◆ Ações requeridas
A – Edite o texto sobre a vida sacramental em Gregório: transcreva o intervalo de "A Esposa é por" até "de toda necessidade.", substituindo "sacramentos" por "mistérios".
B – Prossiga o texto sobre a vida sacramental em Gregório a partir de sua última frase.

A Esposa é por vezes a alma individual e por vezes a Igreja, que é mediadora entre o Verbo e as “jovens” que figuram as almas. Vê-se como Gregório representa as vida espiritual como totalmente dependente da vida divina possuída pela Igreja que a comunica pelos sacramentos. Neste caminho ele se coloca dentro da tradição oriental, prenunciando Photice e Nicolas Cabasilas. Os sacramentos têm um papel decisivo a começar pelo batismo que só tem sentido se a alma renuncia efetivamente a seus vícios (união da liberdade com os sacramentos): “Deus nos dando o poder de tornar-se semelhante a Ele, nos deixou ser os artesãos (hergatas) da semelhança com Ele”. “Deus quis que façamos de nossa mobilidade mesma uma associado (synergon, vide synergia) de nossa ascensão ao céu”. “A virtude é sem mestre (adespoton), voluntária e livre de toda necessidade.
A vida espiritual é inteiramente representada como imersa na vida sacramental que a alimenta. Paralelismo entre as três vias e os três principais sacramentos: o batismo corresponde à primeira via sob seu duplo aspecto de purificação (katharsis) e de iluminação (photismos), a Confirmação corresponde à segunda via por seu duplo aspecto de obscurecimento do mundo visível (nephele) e de elevação para o mundo invisível (peristera), enfim a Eucaristia está em relação com a vida mística ao mesmo tempo como união (anakrasis) e como saída fora do mundo e de si (ekstasis). A vida sacramental é verdadeiramente concebida como uma “mistagogia”, como uma iniciação progressiva que conduz a alma até os picos da vida mística, até a “sóbria embriaguez”. Assim no comentário do salmo XXII (XXIII na Bíblia católica): “a sombra da morte” figura o batismo, o “cajado” e o “óleo” a confirmação, “a mesa preparada” e o “cálice enebriante” a eucaristia. Isto fica ainda mais claro se consideramos que o salmo era cantado na procissão que conduzia os batizados da piscina batismal para a mesa de comunhão.

◆ Extrato de dados

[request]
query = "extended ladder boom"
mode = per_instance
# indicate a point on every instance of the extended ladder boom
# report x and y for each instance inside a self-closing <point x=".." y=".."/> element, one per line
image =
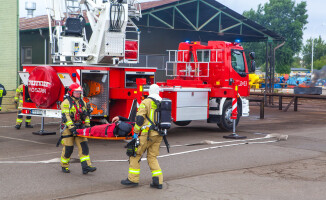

◆ Resultados por tarefa
A –
A Esposa é por vezes a alma individual e por vezes a Igreja, que é mediadora entre o Verbo e as “jovens” que figuram as almas. Vê-se como Gregório representa as vida espiritual como totalmente dependente da vida divina possuída pela Igreja que a comunica pelos mistérios. Neste caminho ele se coloca dentro da tradição oriental, prenunciando Photice e Nicolas Cabasilas. Os mistérios têm um papel decisivo a começar pelo batismo que só tem sentido se a alma renuncia efetivamente a seus vícios (união da liberdade com os mistérios): “Deus nos dando o poder de tornar-se semelhante a Ele, nos deixou ser os artesãos (hergatas) da semelhança com Ele”. “Deus quis que façamos de nossa mobilidade mesma uma associado (synergon, vide synergia) de nossa ascensão ao céu”. “A virtude é sem mestre (adespoton), voluntária e livre de toda necessidade.

B –
A entrada na vida espiritual se apresenta como sendo ao mesmo tempo separação, despojamento, morte e agregação, iluminação, vivificação. Eis o duplo aspecto do mistério batismal da morte e da ressurreição com o Cristo. Gregório põe em relação a mortificação (voluntária) e a morte (sacramental): “Ressuscitei porque fui primeiramente enterrado com ele na morte pelo batismo. A ressurreição não poderia ter lugar se a mortificação (nekrotes) voluntária não tivesse precedido”.
Esse simbolismo batismal é explícito para algumas passagens bíblicas como relatado na Vida de Moisés. A travessia do Mar Vermelho, onde os egípcios, figura das paixões, afogam-se enquanto os judeus são liberados é expressamente relacionada ao batismo: “Todo homem compreende qual é este mistério da água na qual desce-se com todo o exército dos inimigos afogados na água. Quem aí não vê, com efeito, que o exército dos egípcios são as diversas paixões da alma ?” O despojamento ou desapego das paixões está em relação com o “mistério da água”, quer dizer o batismo, que figura na travessia do Mar Vermelho. E este mesmo mistério (sacramento) comunica a vida da alma: “Mas a água, pela virtude do cajado da fé e da Nuvem luminosa, se torna princípio vivificante para aqueles que aí buscam um refúgio”.